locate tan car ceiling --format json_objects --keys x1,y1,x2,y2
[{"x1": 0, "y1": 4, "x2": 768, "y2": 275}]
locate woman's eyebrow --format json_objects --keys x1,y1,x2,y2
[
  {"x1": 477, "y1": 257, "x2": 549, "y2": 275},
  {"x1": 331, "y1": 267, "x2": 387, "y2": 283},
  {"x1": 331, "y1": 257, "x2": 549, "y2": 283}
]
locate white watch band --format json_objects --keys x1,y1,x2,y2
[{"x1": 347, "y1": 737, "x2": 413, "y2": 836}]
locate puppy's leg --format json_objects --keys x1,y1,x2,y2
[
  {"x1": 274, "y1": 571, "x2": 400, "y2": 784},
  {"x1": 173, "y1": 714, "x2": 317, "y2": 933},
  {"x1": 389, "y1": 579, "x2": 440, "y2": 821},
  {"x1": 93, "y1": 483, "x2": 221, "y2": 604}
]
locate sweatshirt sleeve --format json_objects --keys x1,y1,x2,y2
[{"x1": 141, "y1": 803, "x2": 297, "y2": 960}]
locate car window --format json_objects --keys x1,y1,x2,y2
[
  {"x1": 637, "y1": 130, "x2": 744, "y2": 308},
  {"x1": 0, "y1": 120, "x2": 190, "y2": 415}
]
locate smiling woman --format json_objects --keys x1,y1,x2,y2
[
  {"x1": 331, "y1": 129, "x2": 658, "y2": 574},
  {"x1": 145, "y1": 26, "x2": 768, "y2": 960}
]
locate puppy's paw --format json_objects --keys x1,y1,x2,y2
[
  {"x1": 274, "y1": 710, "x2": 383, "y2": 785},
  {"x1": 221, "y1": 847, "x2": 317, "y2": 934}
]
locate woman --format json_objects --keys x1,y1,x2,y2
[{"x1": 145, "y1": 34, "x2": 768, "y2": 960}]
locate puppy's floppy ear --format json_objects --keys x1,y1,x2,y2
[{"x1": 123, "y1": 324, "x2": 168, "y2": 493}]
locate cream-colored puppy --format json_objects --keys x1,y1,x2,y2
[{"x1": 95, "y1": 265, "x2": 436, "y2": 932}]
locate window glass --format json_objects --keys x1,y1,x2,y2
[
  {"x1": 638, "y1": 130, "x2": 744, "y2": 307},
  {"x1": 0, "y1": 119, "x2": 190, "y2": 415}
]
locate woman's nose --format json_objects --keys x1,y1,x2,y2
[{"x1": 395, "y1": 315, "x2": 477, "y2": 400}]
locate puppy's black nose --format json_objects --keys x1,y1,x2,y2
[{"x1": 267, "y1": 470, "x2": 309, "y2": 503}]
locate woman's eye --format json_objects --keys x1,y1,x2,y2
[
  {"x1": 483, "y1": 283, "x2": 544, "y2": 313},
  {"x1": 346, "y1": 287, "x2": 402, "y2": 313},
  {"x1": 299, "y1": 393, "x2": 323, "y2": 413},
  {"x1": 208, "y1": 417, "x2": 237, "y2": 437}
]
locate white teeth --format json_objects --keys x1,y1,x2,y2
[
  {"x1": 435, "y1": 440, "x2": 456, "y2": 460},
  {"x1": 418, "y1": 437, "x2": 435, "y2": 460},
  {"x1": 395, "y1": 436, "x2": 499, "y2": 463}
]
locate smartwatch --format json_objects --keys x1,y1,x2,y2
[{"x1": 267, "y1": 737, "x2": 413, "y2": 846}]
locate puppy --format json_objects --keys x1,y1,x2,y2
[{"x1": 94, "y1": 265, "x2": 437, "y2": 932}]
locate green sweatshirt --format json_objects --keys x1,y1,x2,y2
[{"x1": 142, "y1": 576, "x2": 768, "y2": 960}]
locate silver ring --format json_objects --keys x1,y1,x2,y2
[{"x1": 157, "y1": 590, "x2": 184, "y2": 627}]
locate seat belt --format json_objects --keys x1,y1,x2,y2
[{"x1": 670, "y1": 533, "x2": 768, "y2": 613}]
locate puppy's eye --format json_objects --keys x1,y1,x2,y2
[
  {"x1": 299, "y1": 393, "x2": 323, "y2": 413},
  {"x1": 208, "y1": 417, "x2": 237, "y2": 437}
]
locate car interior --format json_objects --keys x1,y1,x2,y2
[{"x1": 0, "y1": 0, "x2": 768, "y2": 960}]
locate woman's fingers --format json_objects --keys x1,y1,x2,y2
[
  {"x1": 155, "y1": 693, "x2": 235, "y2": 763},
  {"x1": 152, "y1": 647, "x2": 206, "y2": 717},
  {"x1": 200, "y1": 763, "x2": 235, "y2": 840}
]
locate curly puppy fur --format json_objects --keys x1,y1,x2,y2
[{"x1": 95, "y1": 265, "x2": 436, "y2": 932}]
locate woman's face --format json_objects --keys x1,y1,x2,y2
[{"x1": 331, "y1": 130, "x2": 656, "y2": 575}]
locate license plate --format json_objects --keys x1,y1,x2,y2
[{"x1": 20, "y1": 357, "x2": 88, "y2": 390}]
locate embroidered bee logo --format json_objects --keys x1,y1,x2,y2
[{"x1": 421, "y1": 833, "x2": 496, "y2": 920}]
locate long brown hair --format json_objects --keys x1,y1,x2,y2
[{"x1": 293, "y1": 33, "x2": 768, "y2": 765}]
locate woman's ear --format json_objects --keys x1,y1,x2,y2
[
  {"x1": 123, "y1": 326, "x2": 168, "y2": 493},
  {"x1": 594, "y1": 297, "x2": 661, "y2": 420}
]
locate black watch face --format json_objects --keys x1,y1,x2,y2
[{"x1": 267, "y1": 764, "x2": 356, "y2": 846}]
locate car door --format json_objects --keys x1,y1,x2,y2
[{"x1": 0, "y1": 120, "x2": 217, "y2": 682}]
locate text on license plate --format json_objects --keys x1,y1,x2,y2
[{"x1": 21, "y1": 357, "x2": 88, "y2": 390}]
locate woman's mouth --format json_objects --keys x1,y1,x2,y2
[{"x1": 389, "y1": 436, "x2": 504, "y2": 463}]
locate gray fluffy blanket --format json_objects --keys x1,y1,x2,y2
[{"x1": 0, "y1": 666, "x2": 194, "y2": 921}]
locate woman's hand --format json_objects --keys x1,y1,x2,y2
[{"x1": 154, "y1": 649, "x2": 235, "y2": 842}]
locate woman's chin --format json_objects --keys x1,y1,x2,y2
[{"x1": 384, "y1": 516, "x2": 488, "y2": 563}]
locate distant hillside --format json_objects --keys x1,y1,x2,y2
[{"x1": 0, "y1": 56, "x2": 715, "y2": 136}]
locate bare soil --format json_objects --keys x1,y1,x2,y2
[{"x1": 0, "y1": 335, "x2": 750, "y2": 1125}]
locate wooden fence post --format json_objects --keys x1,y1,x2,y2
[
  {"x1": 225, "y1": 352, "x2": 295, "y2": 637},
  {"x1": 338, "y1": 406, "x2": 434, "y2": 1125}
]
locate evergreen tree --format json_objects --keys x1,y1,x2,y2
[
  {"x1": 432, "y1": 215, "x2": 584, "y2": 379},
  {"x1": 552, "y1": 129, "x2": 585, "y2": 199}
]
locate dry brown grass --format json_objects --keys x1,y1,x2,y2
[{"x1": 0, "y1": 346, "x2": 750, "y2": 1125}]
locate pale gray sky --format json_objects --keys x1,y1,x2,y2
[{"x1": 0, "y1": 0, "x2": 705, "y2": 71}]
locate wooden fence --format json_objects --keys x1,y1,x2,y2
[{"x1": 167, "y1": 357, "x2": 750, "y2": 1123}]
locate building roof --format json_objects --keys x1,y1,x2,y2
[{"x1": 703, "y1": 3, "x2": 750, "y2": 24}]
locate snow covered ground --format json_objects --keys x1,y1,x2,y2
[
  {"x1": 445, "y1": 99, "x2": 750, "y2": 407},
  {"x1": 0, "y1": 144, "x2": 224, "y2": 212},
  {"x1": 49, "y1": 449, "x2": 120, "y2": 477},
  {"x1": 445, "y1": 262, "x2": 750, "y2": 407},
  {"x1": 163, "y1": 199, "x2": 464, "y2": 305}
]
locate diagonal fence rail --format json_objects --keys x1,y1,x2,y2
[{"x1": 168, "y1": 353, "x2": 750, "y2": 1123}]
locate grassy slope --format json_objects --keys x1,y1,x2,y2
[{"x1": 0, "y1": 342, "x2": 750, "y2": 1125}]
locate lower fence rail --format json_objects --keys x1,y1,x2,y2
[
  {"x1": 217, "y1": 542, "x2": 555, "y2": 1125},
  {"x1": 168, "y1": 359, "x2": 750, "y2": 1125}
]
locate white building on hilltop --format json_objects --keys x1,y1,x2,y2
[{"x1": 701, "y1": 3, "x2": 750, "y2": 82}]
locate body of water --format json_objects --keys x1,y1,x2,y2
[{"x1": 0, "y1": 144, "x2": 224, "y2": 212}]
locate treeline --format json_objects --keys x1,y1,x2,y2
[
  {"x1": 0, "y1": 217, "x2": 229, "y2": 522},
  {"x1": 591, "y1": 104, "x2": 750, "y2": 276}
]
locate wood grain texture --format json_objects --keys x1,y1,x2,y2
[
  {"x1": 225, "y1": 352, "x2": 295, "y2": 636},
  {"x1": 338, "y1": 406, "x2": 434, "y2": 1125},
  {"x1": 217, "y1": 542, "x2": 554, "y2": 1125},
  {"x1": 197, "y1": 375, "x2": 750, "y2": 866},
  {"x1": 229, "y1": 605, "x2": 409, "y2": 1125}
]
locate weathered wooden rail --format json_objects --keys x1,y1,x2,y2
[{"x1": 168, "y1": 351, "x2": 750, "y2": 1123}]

++++++++++++++++++++

### To be done
Pick out each line of the data that contains the word "puppy".

### Result of the task
locate puppy's leg --format json_objects --keys x1,y1,x2,y2
locate puppy's paw --format json_objects --keys x1,y1,x2,y2
locate puppy's floppy ear --format json_objects --keys x1,y1,x2,y2
locate cream-colored puppy --format json_objects --keys x1,y1,x2,y2
locate puppy's black nose --format json_objects --keys x1,y1,x2,y2
locate puppy --format json_objects --keys x1,y1,x2,y2
locate puppy's eye --format json_objects --keys x1,y1,x2,y2
locate curly puppy fur --format json_objects --keys x1,y1,x2,y2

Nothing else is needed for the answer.